## Description of the task:
Copy out the records starting at the line containing "Check the frame shown here and identify where the deer back" and ending at the line containing "[155,40,905,720]", leaving out the pictures.

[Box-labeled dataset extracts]

%%

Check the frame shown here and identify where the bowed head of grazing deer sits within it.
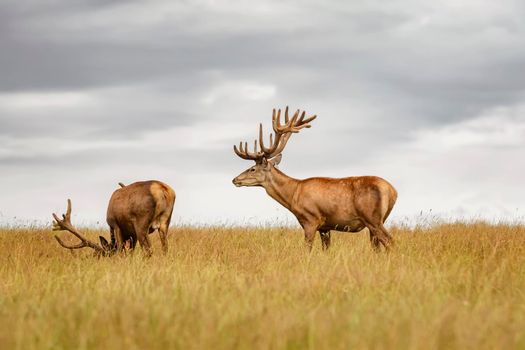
[233,107,397,250]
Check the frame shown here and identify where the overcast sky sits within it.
[0,0,525,224]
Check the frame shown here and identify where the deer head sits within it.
[53,199,116,257]
[233,107,317,187]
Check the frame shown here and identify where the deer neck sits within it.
[264,168,299,210]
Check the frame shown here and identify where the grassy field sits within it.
[0,223,525,349]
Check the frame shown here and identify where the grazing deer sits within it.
[53,181,175,256]
[233,107,397,250]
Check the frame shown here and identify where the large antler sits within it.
[53,199,105,254]
[233,106,317,162]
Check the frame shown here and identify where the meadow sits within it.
[0,223,525,349]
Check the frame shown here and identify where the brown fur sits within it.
[233,158,397,250]
[106,180,175,255]
[233,107,397,250]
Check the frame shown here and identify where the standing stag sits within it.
[53,180,175,256]
[233,107,397,250]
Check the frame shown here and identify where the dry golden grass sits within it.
[0,224,525,349]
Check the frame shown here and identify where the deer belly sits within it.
[321,219,365,232]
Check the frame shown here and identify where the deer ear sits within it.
[98,236,110,250]
[271,154,283,166]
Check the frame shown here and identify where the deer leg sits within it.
[159,224,168,254]
[135,224,151,257]
[368,229,381,252]
[379,223,394,246]
[112,226,124,252]
[367,224,391,251]
[319,231,330,250]
[304,226,317,251]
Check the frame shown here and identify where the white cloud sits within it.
[413,105,525,152]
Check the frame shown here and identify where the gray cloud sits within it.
[0,0,525,224]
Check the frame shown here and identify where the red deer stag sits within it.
[233,107,397,250]
[53,181,175,256]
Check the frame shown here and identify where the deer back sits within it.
[107,180,175,225]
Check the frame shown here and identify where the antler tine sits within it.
[233,106,316,162]
[53,199,104,252]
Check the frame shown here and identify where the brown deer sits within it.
[53,180,175,256]
[233,107,397,250]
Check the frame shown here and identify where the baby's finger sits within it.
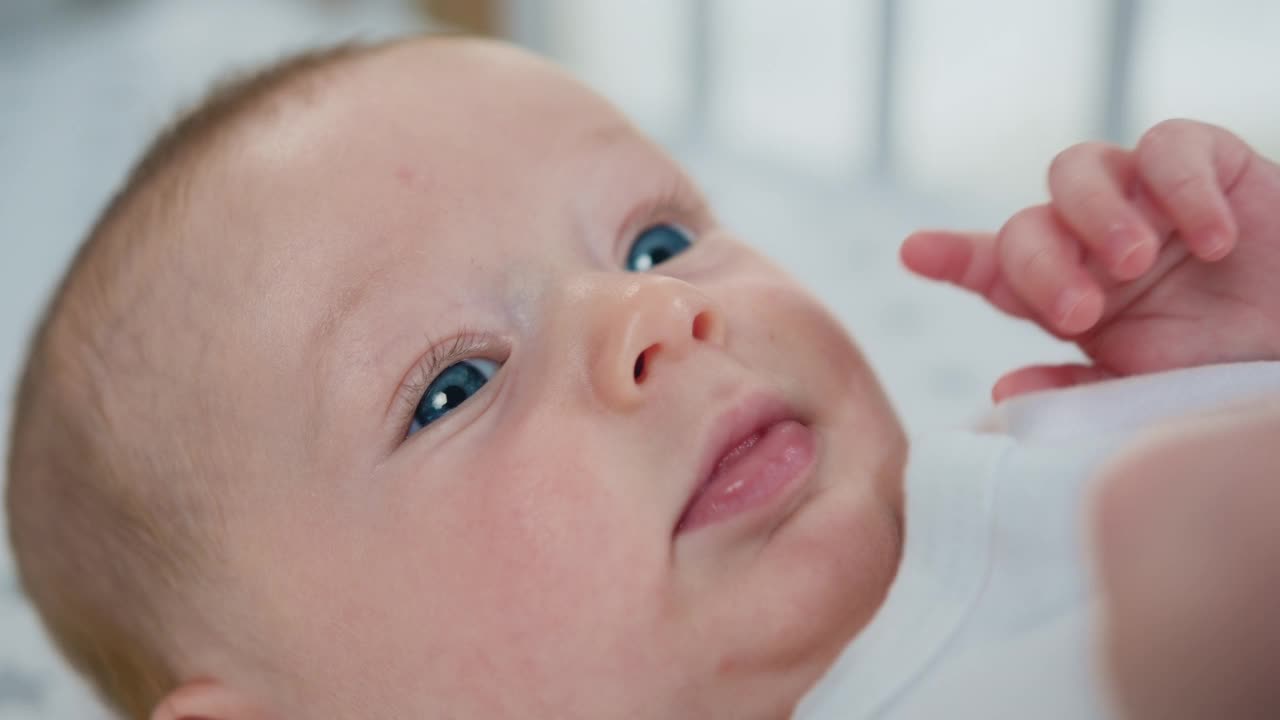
[997,205,1105,336]
[991,364,1115,402]
[1048,142,1160,281]
[1134,120,1249,260]
[900,231,1036,319]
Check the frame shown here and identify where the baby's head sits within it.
[8,38,905,719]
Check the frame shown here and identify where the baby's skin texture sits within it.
[902,120,1280,720]
[902,120,1280,400]
[155,40,905,720]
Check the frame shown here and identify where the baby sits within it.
[8,33,1280,720]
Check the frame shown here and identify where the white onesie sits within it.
[795,363,1280,720]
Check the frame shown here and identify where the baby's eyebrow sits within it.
[306,263,381,352]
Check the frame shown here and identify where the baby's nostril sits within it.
[694,313,716,341]
[631,345,662,383]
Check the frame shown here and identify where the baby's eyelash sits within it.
[618,176,707,243]
[396,328,489,434]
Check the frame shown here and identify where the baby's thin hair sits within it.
[5,44,383,719]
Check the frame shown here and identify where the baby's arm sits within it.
[902,120,1280,400]
[1093,397,1280,720]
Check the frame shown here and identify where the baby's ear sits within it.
[151,680,275,720]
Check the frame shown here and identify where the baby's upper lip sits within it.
[676,392,799,530]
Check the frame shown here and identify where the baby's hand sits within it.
[902,120,1280,400]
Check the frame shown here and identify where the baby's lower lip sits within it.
[676,420,817,534]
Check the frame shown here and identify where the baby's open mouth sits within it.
[675,396,817,534]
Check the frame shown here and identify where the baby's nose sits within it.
[593,277,726,407]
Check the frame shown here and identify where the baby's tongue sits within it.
[677,420,814,532]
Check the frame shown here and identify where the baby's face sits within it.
[191,42,904,719]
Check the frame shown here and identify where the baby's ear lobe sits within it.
[151,680,274,720]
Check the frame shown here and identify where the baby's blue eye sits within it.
[626,223,694,273]
[408,357,498,434]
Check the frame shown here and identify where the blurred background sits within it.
[0,0,1280,720]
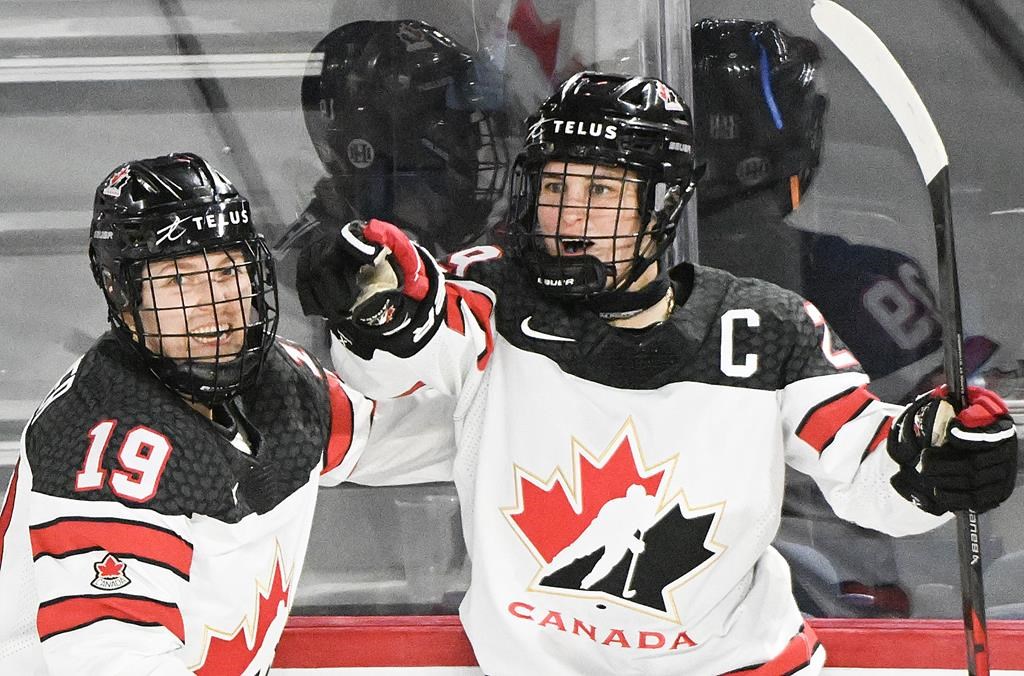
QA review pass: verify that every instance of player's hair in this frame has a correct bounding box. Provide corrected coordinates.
[89,153,278,405]
[691,18,827,214]
[510,72,695,302]
[302,19,510,253]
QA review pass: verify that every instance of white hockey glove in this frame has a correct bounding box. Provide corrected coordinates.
[888,386,1017,514]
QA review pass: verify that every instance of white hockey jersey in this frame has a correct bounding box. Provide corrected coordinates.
[333,247,944,676]
[0,335,373,676]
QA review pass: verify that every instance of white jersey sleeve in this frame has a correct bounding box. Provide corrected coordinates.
[780,303,949,536]
[331,250,495,398]
[0,449,193,676]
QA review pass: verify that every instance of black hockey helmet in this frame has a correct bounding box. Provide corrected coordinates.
[691,18,827,214]
[302,20,510,253]
[510,72,696,304]
[89,153,278,406]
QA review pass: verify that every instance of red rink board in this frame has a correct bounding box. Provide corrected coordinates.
[273,616,1024,670]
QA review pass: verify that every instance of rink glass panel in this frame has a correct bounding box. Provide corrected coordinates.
[0,0,1024,619]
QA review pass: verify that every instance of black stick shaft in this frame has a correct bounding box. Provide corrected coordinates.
[928,167,989,676]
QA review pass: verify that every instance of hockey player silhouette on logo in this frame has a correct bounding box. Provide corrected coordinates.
[546,483,657,589]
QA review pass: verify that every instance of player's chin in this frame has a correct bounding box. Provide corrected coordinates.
[188,330,245,362]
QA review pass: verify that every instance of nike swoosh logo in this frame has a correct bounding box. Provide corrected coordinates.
[519,314,575,343]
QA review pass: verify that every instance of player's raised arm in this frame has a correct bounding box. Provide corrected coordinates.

%%

## Response below:
Check the frame shown here and identify where the deer back sits within it.
[107,180,175,225]
Check the frame shown here and identify where the antler tine sits within it.
[233,106,316,162]
[53,199,104,252]
Check the frame shown here and identify where the brown deer sits within it.
[53,180,175,256]
[233,107,397,250]
Check the frame shown here and identify where the baby's finger sits within it.
[997,205,1105,336]
[991,364,1115,402]
[1048,142,1160,281]
[1134,120,1249,260]
[900,231,1036,319]
Check the frame shown here and identify where the baby's head sits within it.
[8,38,905,719]
Check the frame shown here and identify where the baby's skin texture sits within it.
[902,120,1280,720]
[902,120,1280,400]
[155,40,905,720]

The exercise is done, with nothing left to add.